**TASKS AND EXERCISES:**
[1] List every year or century named in the passage about the village church.
[2] Carry on the passage about the village church from its last sentence.

[Opening PASSAGE section]

The village church is small, only 13.5 metres by 5.5 metres internally. It was originally built around 1060 replacing an earlier wooden Saxon church. It was rebuilt in the 13th century. In Victorian times, whilst nearby Puttenham church was closed for repairs, the rector of Puttenham, the Rev. W A Duckworth, decided to hold services in Wanborough's church. He arranged and paid for the restoration of St Bartholomew's by architect Henry Woodyer. It was rededicated in 1861. Thus the various walls and windows have significantly different heritage. The Victorian west brick wall now supports an external bell. The church's architectural importance is reflected in its Grade I listing.

[Closing PASSAGE section]
[Opening EXTRACTED RECORDS section]

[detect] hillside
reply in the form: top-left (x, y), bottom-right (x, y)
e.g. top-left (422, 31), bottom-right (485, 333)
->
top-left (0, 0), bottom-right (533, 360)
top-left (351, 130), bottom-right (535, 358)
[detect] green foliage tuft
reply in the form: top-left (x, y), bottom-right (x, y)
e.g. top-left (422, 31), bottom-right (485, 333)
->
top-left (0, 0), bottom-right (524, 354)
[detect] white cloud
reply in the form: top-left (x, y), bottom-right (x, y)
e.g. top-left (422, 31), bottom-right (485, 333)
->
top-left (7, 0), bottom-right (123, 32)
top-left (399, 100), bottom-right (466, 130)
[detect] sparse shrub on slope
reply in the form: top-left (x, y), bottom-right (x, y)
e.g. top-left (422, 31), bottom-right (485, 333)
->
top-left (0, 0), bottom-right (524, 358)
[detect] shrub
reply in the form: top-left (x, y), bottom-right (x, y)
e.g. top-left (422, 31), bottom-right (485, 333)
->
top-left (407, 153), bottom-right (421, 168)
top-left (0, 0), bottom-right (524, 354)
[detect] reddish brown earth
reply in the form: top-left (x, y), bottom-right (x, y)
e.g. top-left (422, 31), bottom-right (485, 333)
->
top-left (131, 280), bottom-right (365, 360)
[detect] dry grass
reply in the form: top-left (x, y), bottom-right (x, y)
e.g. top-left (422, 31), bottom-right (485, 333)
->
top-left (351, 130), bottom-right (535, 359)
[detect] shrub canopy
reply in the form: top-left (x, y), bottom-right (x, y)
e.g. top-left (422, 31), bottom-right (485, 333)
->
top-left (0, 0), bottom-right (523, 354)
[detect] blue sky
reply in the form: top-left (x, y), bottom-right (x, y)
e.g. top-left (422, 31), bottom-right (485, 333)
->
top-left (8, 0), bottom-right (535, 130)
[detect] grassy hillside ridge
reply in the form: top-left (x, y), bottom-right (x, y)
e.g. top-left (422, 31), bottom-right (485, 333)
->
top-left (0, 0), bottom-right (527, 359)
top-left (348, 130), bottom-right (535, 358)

[Closing EXTRACTED RECORDS section]

**RESULTS FOR THE EXERCISE:**
[1] around 1060, the 13th century, 1861

[2]
==Demography and housing==

2011 Census Homes
| Output area | Detached | Semi-detached | Terraced | Flats and apartments | Caravans/temporary/mobile homes | shared between households |
|---|---|---|---|---|---|---|
| (Civil Parish) | 74 | 31 | 12 | 5 | 0 | 0 |

The average level of accommodation in the region composed of detached houses was 28%, the average that was apartments was 22.6%.

2011 Census Key Statistics
| Output area | Population | Households | % Owned outright | % Owned with a loan | hectares |
|---|---|---|---|---|---|
| (Civil Parish) | 335 | 122 | 55.7% | 32.8% | 757 |

The proportion of households in the civil parish who owned their home outright compares to the regional average of 35.1%. The proportion who owned their home with a loan compares to the regional average of 32.5%. The remaining % is made up of rented dwellings (plus a negligible % of households living rent-free).

==Transport links==
The nearest railway station is in the large, generally 20th century, neighbourhood of Flexford, 1.3 mi to the north, served by South Western Railway, who manage the station, and by Great Western Railway. It is on the Ascot to Guildford section of the North Downs Line.

The through road in the village leads south towards the edge of the village where there is an intersection with the A31 dual carriageway that runs along the top of the Hog's Back.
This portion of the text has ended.